Text segment:
• • • • •

ARTICLE 2.  ADJUSTMENTS TO THE SHARES.

         2.1 STOCK DIVIDENDS, SPLITS, ETC. If the Company declares or pays a
dividend on its Series C Preferred, subdivides the Series C Preferred into a
greater amount of Series C Preferred, then upon exercise of this Warrant, for
each Share acquired, Holder shall receive, without cost to Holder, the total
number and kind of securities to which Holder would have been entitled had
Holder owned the Shares of record as of the date the dividend or subdivision
occurred.

         2.2 RECLASSIFICATION, REORGANIZATION, CONSOLIDATION, OR MERGER. Subject
to Section 1.8, upon any reorganization, consolidation, merger, or other event
that results in a reclassification of the securities Issuable upon exercise or
conversion of this Warrant, Holder shall be entitled to receive, upon exercise
or conversion of this Warrant, the number and kind of securities and property
that Holder would have received for the Shares if this Warrant had been
exercised immediately before such reclassification, reorganization,
consolidation, or merger. Such an event shall include any automatic conversion
of the outstanding or issuable securities of the Company of the same class or
series as the Shares to common stock pursuant to the terms of the Company's
Certificate of Incorporation upon the closing of a registered public offering of
the Company's common stock. The Company or its successor shall promptly issue to
Holder a new warrant for such new securities or other property. The new Warrant
shall provide


                                       3
<PAGE>

for adjustments which shall be as nearly equivalent as may be practicable to the
adjustments provided for in this Article 2 including, without limitation,
adjustments to the Warrant Price and to the number of securities or property
issuable upon exercise of the new Warrant. The provision of this Section 2.11
shall similarly apply to successive reclassifications, reorganizations,
consolidations, and mergers.

         2.3 ADJUSTMENTS FOR COMBINATIONS, ETC. If the outstanding Shares are
combined or consolidated, by reclassification or otherwise, into a lesser number
of shares, the Warrant Price shall be proportionately increased.

         2.4 NO IMPAIRMENT. The Company shall not, by amendment of its Charter
or through any reorganization, transfer of assets, consolidation, merger,
dissolution, issue, or sale of securities or any other voluntary action, avoid
or seek to avoid the observance or performance of any of the terms to be
observed or performed under this Warrant by the Company, but shall at all times
in good faith assist in carrying out of all the provisions of this Article 2 in
taking all such action as may be necessary or appropriate to protect Holder's
rights under this Article against impairment If the Company takes any action
affecting the Shares other than as described above that affects Holder's rights
under this Warrant, the Warrant Price and the number of Shares issuable upon
exercise of this Warrant shall be adjusted in such a manner that the rights of
Holder are substantially unchanged.

         2.14 FRACTIONAL SHARES. No fractional Shares shall be issuable upon
exercise or conversion of the Warrant and the number of Shares to be issued
shall be rounded down to the nearest whole Share, if a fractional share interest
arises upon any exercise or conversion of the Warrant, the Company shall
eliminate such fractional share interest by paying Holder an amount computed by
multiplying the fractional interest by the fair market value of a full Share.

• • • • •

Material:
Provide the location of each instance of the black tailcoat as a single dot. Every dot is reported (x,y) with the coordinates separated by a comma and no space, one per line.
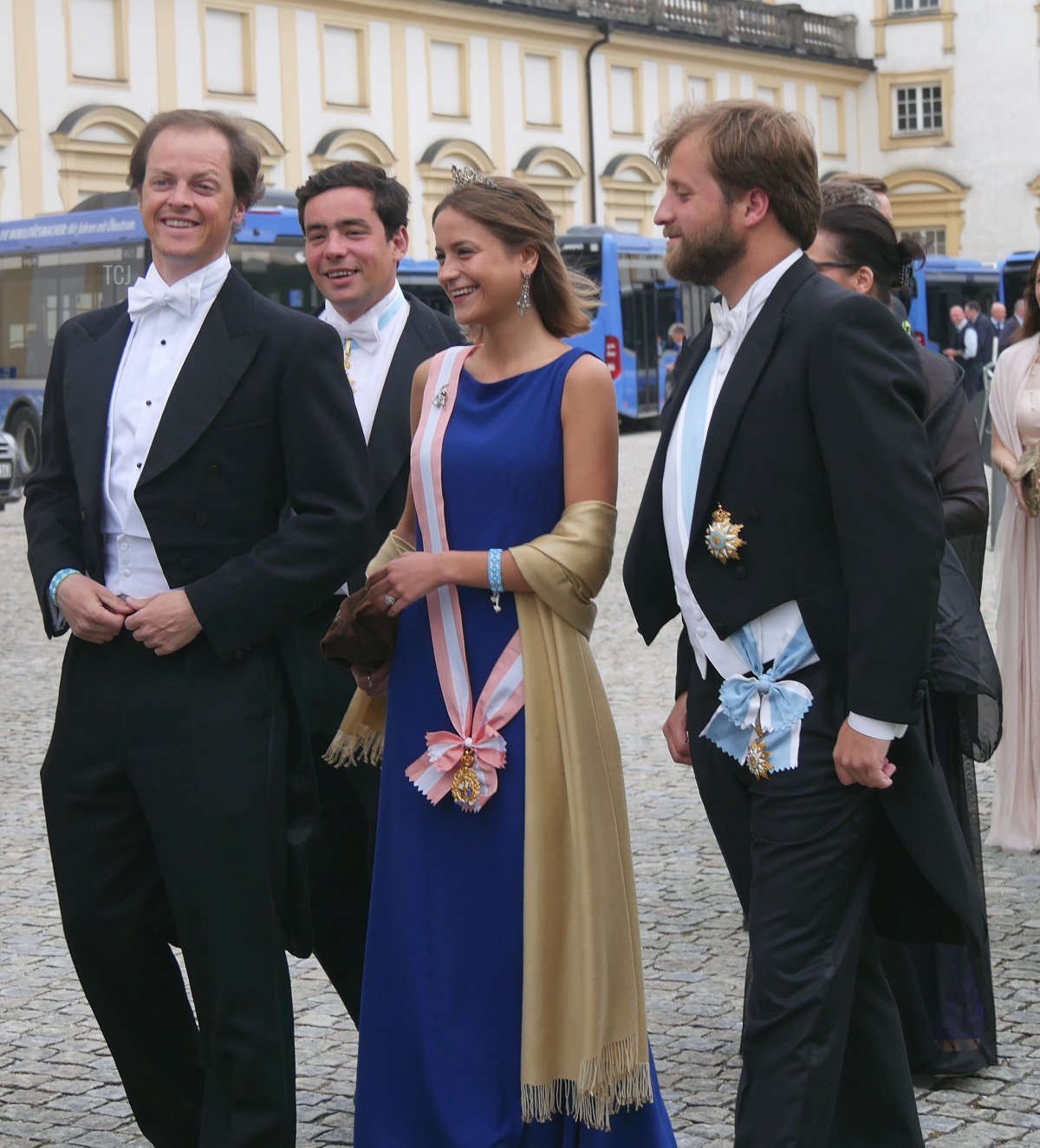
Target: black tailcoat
(816,445)
(176,791)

• • • • •

Work to do:
1. List the title of every numbered section in the warrant adjustment text.
2. From the warrant adjustment text, extract the passage between "2.4 NO IMPAIRMENT." and "are substantially unchanged.", inclusive.
The listing has nothing to do with the warrant adjustment text.

The responses:
1.
STOCK DIVIDENDS, SPLITS, ETC.
RECLASSIFICATION, REORGANIZATION, CONSOLIDATION, OR MERGER
ADJUSTMENTS FOR COMBINATIONS, ETC.
NO IMPAIRMENT
FRACTIONAL SHARES

2.
2.4 NO IMPAIRMENT. The Company shall not, by amendment of its Charter
or through any reorganization, transfer of assets, consolidation, merger,
dissolution, issue, or sale of securities or any other voluntary action, avoid
or seek to avoid the observance or performance of any of the terms to be
observed or performed under this Warrant by the Company, but shall at all times
in good faith assist in carrying out of all the provisions of this Article 2 in
taking all such action as may be necessary or appropriate to protect Holder's
rights under this Article against impairment If the Company takes any action
affecting the Shares other than as described above that affects Holder's rights
under this Warrant, the Warrant Price and the number of Shares issuable upon
exercise of this Warrant shall be adjusted in such a manner that the rights of
Holder are substantially unchanged.